DOCUMENT SECTION Start Marker
To most people, political parties are mysterious animals. We hear of them and understand how they impact us, but most of us don’t take part or understand exactly how they function. If more people don’t become directly involved in party organizations, those parties will be subject to the whims of a tiny minority.


People are often frustrated with the indifference displayed by politicians between elections. When they are seeking your vote, it seems you can’t escape them; they’re phoning, knocking on your door, and filling your mailbox on a daily basis. After the election, most of them vanish. If you want to influence these people between elections, you need to work within the party.

Let’s begin by saying we can’t keep trying to change things through parties that have independence as a main platform. I know, that sounds odd in a book that purports to promote western independence. I’m not trying to tell independence supporters to go underground or give up on party politics. I am using my experience and a pragmatic approach to point out a hard reality.
DOCUMENT SECTION End Marker
DATA SECTION Start Marker
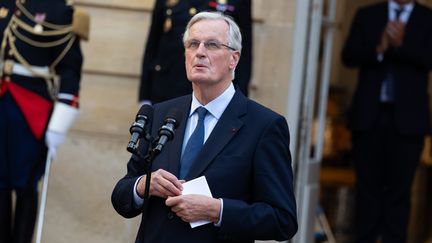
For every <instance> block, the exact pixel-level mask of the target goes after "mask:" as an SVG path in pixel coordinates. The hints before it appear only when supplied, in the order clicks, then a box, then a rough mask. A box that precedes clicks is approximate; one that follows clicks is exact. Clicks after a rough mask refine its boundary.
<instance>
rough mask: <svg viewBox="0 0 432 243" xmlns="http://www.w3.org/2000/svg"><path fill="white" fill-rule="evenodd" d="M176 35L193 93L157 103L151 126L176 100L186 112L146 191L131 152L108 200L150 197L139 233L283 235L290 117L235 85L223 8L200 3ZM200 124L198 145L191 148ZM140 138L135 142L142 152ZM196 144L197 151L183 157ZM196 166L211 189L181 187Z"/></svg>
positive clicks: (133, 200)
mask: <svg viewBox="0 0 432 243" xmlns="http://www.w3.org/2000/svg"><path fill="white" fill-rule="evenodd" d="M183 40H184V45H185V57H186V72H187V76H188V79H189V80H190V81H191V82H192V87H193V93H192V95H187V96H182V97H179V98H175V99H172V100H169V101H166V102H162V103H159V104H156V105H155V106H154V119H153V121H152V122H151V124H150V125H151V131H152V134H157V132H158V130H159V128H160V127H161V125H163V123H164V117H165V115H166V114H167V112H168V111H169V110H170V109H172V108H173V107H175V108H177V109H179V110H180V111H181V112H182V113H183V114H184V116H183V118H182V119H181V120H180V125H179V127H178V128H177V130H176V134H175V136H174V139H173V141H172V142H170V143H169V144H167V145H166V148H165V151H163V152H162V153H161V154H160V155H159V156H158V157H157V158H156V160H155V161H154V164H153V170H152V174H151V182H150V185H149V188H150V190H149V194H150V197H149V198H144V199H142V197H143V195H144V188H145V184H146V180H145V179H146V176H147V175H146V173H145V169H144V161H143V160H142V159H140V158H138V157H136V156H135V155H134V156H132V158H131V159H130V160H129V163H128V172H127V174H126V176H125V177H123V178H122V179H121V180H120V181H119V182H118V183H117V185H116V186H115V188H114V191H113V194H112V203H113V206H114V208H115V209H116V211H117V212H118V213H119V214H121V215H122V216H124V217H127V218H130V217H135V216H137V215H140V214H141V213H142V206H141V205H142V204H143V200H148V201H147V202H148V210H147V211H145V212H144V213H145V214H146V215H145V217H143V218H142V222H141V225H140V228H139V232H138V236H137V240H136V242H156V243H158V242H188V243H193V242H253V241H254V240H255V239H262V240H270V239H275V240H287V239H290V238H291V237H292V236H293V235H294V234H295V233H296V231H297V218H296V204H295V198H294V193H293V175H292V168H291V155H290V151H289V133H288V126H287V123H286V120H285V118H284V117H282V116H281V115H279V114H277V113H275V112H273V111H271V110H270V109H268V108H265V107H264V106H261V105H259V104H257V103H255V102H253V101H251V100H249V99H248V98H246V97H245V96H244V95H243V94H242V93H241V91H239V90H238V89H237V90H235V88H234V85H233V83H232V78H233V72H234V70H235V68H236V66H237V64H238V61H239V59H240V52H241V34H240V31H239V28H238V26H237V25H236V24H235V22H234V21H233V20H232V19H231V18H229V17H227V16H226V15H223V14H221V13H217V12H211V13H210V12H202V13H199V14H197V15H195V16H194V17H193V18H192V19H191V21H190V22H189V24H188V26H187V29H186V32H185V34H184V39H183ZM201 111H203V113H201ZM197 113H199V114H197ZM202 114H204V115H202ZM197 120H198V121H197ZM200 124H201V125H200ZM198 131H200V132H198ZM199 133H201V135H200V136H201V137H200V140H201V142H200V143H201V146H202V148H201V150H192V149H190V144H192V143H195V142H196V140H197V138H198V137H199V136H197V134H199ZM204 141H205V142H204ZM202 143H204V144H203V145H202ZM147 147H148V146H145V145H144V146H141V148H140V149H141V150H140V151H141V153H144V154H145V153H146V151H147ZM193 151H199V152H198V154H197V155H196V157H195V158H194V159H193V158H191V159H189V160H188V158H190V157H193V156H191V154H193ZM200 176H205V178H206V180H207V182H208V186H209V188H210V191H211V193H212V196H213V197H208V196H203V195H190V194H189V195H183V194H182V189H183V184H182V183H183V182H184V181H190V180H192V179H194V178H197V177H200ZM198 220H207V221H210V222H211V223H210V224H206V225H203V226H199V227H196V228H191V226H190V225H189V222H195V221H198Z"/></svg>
DATA SECTION End Marker
DATA SECTION Start Marker
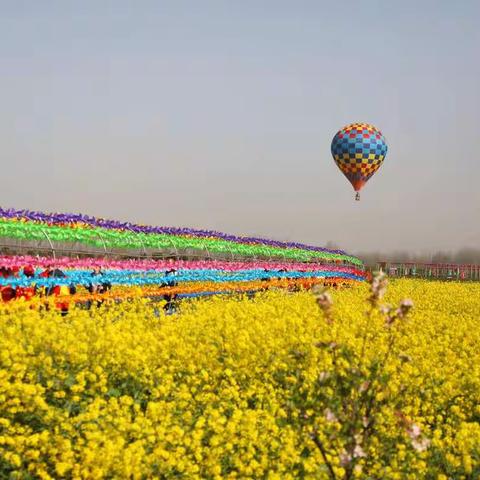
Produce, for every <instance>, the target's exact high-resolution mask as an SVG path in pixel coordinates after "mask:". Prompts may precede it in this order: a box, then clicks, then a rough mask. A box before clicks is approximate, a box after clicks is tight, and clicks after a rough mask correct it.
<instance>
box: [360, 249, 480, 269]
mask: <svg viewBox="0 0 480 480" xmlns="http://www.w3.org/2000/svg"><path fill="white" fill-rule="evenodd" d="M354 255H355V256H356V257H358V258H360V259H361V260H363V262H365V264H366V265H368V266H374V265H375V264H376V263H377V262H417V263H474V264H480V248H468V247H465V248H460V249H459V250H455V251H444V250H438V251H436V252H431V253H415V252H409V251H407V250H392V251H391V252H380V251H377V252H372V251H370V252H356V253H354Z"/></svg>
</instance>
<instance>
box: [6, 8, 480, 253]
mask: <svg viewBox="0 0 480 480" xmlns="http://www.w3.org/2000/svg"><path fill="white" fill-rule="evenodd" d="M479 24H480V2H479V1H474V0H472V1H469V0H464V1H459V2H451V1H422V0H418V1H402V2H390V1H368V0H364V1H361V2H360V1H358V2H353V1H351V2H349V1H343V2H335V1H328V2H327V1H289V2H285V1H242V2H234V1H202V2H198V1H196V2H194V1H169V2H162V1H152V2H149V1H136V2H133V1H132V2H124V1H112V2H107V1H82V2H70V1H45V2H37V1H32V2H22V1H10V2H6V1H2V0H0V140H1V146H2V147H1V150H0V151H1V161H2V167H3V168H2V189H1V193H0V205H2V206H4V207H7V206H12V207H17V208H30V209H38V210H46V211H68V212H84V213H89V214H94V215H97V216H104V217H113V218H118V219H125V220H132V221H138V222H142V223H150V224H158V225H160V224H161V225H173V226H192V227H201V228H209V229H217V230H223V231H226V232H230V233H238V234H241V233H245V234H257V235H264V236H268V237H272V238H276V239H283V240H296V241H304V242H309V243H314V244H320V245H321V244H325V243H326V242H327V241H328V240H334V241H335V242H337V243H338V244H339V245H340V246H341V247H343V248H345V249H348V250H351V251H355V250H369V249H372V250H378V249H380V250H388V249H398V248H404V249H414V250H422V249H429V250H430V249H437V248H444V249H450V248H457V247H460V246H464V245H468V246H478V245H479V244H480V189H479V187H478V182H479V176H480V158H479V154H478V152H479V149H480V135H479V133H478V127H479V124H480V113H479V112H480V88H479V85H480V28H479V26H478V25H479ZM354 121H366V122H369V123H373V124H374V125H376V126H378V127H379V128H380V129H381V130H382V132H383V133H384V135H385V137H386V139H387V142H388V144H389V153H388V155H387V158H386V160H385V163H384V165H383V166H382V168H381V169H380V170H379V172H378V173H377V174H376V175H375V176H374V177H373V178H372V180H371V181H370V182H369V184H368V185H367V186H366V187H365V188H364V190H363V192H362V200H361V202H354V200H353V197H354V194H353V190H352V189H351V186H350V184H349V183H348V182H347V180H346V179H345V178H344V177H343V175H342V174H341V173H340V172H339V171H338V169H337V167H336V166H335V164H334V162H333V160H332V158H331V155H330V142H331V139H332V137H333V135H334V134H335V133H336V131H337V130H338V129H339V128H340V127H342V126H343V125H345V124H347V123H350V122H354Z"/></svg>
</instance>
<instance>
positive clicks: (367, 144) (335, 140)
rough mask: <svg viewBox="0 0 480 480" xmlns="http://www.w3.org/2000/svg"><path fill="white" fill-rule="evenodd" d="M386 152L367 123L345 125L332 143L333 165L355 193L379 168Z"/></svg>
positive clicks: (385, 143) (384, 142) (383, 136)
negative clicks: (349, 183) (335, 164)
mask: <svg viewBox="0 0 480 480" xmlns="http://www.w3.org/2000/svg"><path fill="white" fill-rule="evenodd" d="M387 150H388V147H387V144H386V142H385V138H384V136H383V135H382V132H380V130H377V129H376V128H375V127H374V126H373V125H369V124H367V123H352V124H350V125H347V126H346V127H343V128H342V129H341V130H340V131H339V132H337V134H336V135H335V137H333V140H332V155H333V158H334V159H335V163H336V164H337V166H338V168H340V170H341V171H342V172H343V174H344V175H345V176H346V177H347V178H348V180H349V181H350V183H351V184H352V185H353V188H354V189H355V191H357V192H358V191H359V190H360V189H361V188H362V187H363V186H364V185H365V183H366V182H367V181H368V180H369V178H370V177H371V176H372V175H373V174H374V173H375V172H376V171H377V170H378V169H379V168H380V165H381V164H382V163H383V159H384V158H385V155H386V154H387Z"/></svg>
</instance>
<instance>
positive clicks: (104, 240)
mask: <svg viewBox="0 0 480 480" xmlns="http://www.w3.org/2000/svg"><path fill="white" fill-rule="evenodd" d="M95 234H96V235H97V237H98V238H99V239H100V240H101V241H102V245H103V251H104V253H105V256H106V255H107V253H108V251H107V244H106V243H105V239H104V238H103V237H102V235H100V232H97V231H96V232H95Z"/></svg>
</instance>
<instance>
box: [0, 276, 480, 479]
DATA SECTION End Marker
WHAT TO DO:
**1.** From the passage on political parties, list the ways politicians reach people while seeking their vote.
**2.** Pick up the passage on political parties after its last sentence and continue it.

RESULTS OF THE EXERCISE:
**1.** phoning, knocking on your door, filling your mailbox

**2.**
Bear with me. One-trick pony Political parties are an intrinsic part of our system and no push for independence will be successful without their involvement. While party members and even elected representatives can be openly in support of western independence, no party should explicitly promote independence objectives as part of their mandate or identity. It leads to division, dilution of the vote, and will set back the independence movement. If anything, the constant spawning of political parties for independence divides the movement when people should be working as one for the common goal.


People only have so much capital in dollars, time, and emotion to invest in political movements. If their resources are split too many ways, the secession movement will atrophy.


Advocates for independence should be involved in political parties.

It’s only through direct party involvement we can be assured pro-independence candidates are selected in nominations and that policies always reflect the interests of the West. That said, a party that goes by independence in name, or as its primary mandate will soon be dead in the water. The first problem with an explicitly secessionist party is that it turns it into a single-issue entity. The party might have all the best possible policies—it won’t matter. As soon as secession is in the name, it’s the brand identity people will focus on and it will dilute support immediately.

No one is going to ask a candidate with the Marijuana Party what their stance is on public health care is, neither will anyone concern themselves with the education policies of the Green Party. This is what keeps these parties in the realm of protest- and fringe voter options. They certainly can get messaging out on their prime issues, but they have limited impact on electoral outcomes because of their one-dimensional nature.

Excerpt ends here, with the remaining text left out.